### WHAT THE TASK ASKS
Each entry here needs to be given again exactly.

(Natural-language object grounding data)
┏━━
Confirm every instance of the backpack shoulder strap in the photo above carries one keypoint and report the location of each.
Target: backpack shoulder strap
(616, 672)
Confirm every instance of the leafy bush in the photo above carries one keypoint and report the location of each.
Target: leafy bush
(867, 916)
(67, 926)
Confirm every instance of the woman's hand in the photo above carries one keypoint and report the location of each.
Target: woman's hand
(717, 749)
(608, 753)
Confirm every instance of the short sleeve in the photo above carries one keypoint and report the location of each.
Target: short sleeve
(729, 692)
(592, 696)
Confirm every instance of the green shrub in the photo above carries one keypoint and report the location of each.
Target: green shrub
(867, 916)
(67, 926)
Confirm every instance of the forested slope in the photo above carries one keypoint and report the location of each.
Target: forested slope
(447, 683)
┗━━
### ANSWER TO THIS PROBLEM
Confirm every instance of the backpack shoulder strap in the photo above carries one keypoint and report the location of each.
Target: backpack shoulder strap
(616, 672)
Confirm every instance of the leafy bush in the photo above carries one keypoint and report the location of each.
Target: leafy bush
(867, 916)
(67, 926)
Confirm every instance of the woman's hand in the photo above carries one keypoint and report the location of each.
Target: woman's hand
(717, 749)
(608, 753)
Confirm every instance of the short sleeve in the photo above carries one keypoint and report the location of each.
Target: short sleeve
(729, 692)
(592, 696)
Confirm every instance of the green shrub in the photo above carries one keypoint and report the location of each.
Target: green shrub
(867, 916)
(67, 926)
Confirm every instance of the forested slope in the photo above carries one keypoint and report the location of each.
Target: forested slope
(447, 683)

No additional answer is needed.